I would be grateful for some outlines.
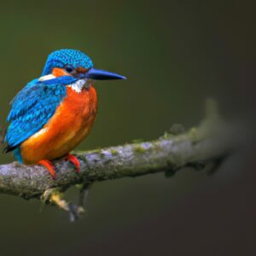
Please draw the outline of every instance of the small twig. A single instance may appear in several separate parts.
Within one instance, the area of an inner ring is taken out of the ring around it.
[[[2,165],[0,192],[26,199],[40,198],[43,195],[46,201],[71,212],[71,218],[74,220],[84,212],[88,194],[84,189],[88,184],[160,172],[172,176],[188,165],[203,169],[205,162],[212,162],[213,166],[241,145],[242,134],[237,127],[229,125],[220,119],[217,104],[210,100],[207,104],[207,118],[189,131],[185,131],[181,125],[176,125],[163,137],[151,142],[77,153],[81,164],[79,174],[63,160],[55,161],[55,180],[40,166],[24,166],[17,162]],[[65,201],[61,194],[74,184],[85,184],[79,207]]]

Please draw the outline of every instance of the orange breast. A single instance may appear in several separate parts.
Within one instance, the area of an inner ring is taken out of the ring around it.
[[[67,97],[38,132],[20,145],[25,164],[54,160],[73,150],[89,133],[96,115],[97,96],[93,86],[80,93],[67,87]]]

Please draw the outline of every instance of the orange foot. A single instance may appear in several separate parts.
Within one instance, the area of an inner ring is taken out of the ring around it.
[[[79,172],[80,172],[80,162],[73,154],[67,154],[67,155],[65,157],[65,160],[71,162],[72,164],[73,164],[74,166],[75,166],[75,172],[77,173],[79,173]]]
[[[38,165],[44,166],[46,167],[47,171],[49,172],[53,179],[55,178],[55,166],[52,164],[51,161],[47,160],[43,160],[38,161]]]

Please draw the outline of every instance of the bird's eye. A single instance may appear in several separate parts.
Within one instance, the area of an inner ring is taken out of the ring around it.
[[[67,72],[67,73],[72,73],[73,71],[73,67],[72,66],[67,66],[65,67],[65,70]]]

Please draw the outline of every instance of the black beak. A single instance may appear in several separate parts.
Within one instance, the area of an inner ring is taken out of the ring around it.
[[[114,80],[114,79],[126,79],[125,77],[123,77],[121,75],[119,75],[117,73],[96,69],[94,67],[91,67],[86,73],[85,78],[89,79],[94,79],[94,80]]]

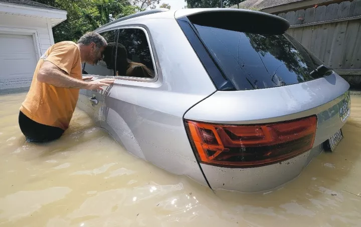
··········
JOB: Return every line of the records above that contains the word "orange", treating uppercase and lowercase letters as different.

THE ANSWER:
Please draw the outline of every instance of the orange breast. A single instance may appear in several separate parts.
Please draw the outline of every instance of the orange foot. A single instance may appear in several separate parts.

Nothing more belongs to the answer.